◆ **ACTION ITEM**:
Would you work out how many of the lines below hold "rough" and reply with nothing but the number?

(Stored items)
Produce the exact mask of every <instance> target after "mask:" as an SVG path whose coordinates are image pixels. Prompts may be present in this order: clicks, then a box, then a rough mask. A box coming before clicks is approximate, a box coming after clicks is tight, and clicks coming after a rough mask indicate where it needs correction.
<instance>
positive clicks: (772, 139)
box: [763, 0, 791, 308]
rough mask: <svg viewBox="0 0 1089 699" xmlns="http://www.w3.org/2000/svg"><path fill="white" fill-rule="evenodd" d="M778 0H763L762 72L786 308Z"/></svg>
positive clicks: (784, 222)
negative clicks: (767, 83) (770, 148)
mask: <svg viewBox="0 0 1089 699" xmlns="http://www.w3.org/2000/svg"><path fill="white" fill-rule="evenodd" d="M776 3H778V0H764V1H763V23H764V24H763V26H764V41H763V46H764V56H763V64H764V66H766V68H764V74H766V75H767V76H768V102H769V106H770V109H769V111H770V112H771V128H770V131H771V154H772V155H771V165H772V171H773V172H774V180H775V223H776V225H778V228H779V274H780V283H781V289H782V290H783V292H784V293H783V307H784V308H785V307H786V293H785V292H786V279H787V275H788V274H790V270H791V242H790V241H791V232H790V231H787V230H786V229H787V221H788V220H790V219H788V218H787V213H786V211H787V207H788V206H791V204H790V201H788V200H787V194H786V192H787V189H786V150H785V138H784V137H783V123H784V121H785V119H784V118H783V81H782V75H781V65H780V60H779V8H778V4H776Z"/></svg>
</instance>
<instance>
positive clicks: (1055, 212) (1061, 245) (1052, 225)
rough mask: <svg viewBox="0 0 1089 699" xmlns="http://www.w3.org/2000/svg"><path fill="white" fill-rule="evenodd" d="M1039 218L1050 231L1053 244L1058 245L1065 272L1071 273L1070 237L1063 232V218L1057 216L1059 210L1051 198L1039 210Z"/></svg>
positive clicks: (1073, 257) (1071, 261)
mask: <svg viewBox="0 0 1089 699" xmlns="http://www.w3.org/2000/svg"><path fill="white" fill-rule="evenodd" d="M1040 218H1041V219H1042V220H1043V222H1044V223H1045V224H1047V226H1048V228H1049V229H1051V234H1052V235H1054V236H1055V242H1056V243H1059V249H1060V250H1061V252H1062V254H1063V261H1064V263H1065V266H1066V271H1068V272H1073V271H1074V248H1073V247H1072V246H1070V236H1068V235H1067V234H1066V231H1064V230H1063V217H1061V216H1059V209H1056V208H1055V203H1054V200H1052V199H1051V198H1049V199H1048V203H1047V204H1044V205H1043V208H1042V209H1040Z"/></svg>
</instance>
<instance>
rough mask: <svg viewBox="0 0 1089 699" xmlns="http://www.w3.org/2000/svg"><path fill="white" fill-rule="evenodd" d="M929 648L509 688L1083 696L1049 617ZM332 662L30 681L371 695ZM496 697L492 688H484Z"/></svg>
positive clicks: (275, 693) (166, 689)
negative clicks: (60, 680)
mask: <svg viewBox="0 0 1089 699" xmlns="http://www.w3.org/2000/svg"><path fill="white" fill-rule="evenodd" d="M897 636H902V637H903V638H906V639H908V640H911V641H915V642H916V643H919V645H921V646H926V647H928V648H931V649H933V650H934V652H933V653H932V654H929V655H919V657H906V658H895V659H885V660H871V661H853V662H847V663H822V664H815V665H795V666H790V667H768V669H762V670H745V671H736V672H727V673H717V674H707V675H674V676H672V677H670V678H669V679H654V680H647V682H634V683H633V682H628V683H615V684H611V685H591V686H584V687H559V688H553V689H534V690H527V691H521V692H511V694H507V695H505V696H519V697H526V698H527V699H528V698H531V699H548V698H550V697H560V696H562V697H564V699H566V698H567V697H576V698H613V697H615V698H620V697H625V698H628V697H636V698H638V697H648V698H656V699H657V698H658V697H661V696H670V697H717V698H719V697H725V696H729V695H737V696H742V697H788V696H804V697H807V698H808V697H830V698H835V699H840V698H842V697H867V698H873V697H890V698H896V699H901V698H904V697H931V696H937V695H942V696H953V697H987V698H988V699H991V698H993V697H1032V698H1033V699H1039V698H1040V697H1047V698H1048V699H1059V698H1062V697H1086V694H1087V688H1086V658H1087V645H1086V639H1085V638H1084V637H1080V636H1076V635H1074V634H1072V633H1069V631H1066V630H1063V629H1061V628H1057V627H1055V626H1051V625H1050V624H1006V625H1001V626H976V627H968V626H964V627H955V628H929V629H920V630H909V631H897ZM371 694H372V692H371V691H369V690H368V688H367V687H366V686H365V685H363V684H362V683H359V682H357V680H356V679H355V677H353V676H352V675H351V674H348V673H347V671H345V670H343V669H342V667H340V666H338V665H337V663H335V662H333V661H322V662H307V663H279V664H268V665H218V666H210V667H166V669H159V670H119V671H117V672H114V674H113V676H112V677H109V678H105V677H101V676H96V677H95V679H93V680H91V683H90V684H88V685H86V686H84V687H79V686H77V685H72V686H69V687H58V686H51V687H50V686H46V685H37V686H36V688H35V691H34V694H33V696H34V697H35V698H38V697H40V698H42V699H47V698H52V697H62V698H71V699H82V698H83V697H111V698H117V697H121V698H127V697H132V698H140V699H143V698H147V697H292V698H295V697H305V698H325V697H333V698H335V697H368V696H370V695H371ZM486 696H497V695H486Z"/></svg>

◆ **REPLY**:
4